[Items from a labeling collection]
----------------

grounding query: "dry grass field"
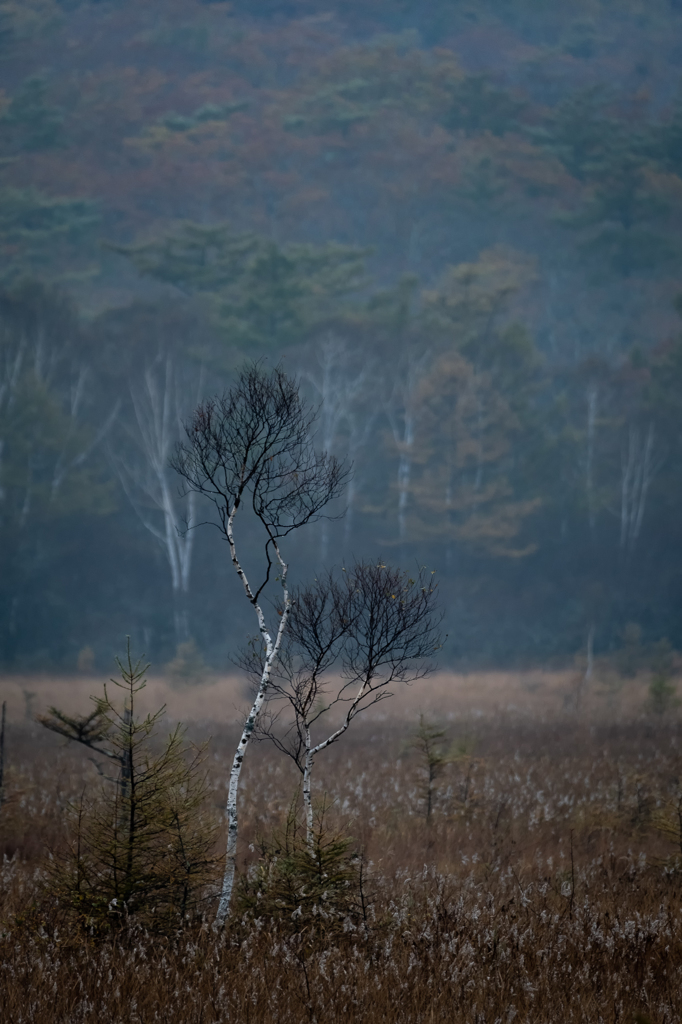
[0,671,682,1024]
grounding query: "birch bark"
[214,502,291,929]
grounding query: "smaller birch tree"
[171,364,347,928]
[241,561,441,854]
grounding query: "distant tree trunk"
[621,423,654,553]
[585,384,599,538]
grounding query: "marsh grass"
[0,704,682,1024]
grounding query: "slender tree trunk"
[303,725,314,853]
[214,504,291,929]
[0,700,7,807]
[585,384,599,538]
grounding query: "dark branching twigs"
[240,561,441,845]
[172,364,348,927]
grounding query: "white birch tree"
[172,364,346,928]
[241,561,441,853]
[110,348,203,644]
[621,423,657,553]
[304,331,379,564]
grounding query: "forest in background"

----------------

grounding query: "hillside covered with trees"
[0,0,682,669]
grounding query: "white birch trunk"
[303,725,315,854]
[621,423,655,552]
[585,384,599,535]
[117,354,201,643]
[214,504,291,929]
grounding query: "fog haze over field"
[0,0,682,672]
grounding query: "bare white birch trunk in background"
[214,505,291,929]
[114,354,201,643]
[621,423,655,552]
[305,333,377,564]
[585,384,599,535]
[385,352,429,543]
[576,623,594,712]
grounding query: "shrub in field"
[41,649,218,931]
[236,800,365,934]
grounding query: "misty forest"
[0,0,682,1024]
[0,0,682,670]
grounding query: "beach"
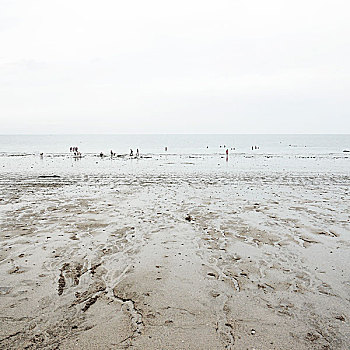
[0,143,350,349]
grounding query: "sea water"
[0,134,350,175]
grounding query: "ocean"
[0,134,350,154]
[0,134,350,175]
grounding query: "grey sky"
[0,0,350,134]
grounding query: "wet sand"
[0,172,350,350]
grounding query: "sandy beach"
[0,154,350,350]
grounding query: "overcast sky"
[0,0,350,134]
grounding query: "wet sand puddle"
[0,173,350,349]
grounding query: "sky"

----------------

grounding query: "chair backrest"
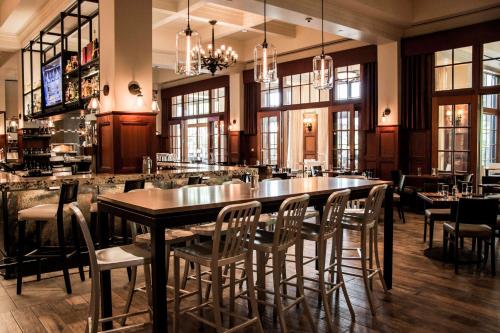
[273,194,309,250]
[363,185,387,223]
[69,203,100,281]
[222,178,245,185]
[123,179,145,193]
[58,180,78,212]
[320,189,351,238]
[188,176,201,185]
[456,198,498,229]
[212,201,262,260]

----------------

• [Task description] Extract each line of the items above that contains the word "white".

• [Answer to the task]
grounding query: "white birch tree"
grounding query: "white birch trunk"
grounding query: "bare white birch trunk in background"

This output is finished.